About this exercise: All the lines below need to be output exactly, apart from any images.

Entries taken from a collection
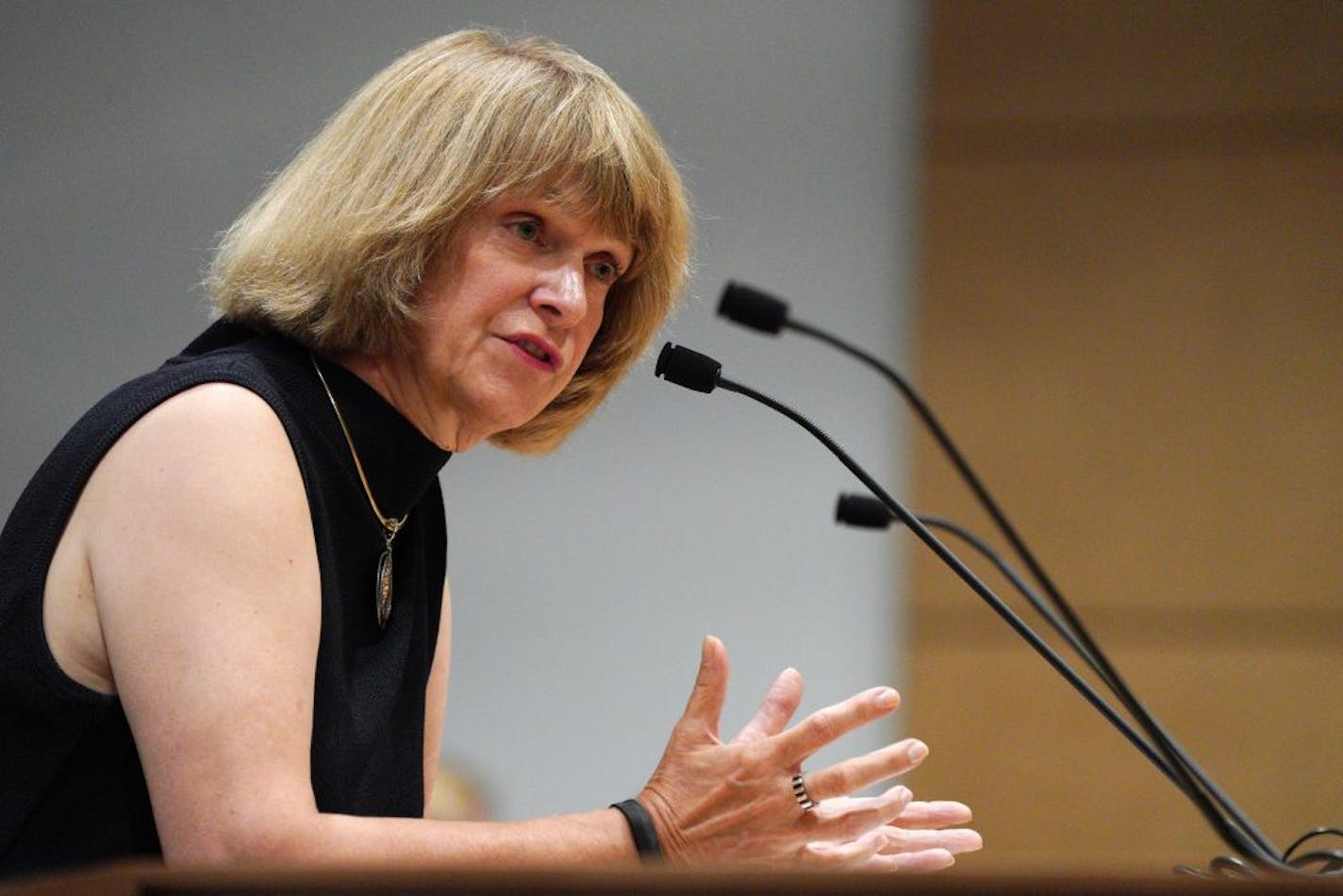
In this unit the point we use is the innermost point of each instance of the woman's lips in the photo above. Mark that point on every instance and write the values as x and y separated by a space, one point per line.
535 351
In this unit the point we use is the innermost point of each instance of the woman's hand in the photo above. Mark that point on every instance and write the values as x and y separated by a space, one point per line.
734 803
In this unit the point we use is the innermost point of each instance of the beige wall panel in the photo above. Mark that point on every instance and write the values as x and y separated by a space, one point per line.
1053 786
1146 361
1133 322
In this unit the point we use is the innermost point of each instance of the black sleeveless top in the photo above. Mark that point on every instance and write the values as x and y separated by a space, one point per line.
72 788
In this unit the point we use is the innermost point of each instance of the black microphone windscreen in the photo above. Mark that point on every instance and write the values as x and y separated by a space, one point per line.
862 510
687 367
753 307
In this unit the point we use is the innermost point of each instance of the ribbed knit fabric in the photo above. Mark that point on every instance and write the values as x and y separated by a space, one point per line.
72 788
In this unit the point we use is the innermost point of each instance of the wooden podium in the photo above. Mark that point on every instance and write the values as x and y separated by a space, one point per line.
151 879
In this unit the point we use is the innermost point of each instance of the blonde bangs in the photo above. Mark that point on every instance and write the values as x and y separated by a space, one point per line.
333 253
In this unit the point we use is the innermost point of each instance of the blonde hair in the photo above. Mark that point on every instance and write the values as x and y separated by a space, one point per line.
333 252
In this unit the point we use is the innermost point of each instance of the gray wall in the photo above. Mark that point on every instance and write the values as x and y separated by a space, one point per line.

Exercise answer:
In this unit the point we use is the innermost point of each instance of the woman's lips in the photo above. Mark that point on every instance and write the values as x and y separated by a space, one point per line.
535 351
In this unit the point we use is the innermost point of each instance of the woman's hand in the photo above. Mark that point on every instance and write the values as x and y separated by a space, one point per line.
734 803
In this unit the point we use is the innermost point of each instance of the beige wall panel in the photo above. Mark that point on every instance and write the values as x and y separated by a space, one point per line.
1053 786
1146 361
1133 322
In this unit the point we use is the innermost point of each instance of the black sleeveless top in the photo above. Mark that point on every instance and write the values as x and y separated by a space, one point per line.
72 788
In this unit the point we use is the innermost point of each instance of the black microphone windscreen in the photo above. Mark that point on every instance and write the values as x and y separated by a space, one point per line.
862 510
687 367
753 307
In this unit the point we use is the innermost point of each instance of the ribbed knit fabric in the photo above. Mark that point on every instance and write the values as x and y separated by a space, one point per line.
72 788
In this unit the point we use is the innermost point of each instance of the wooden podium in the photo above. Mark that point on every instance and write the values as x and y separated by a space, one point per line.
151 879
In this unit the point we use is the innermost point of each instance of the blonde bangs in the photo above. Mark that point on every instance and write the values as x and y separated by a space, one point per line.
333 253
In this unit the point we use is the innermost point of each instance of the blonde hair in the photo above. Mark that point on every instance and write the values as x and y separated by a space, one point per line.
333 252
In this unit the point we use is the innermost point of each instance of the gray wall in the photo above. Mark that point on every instance and write the values as x and y separated by a space, one point per line.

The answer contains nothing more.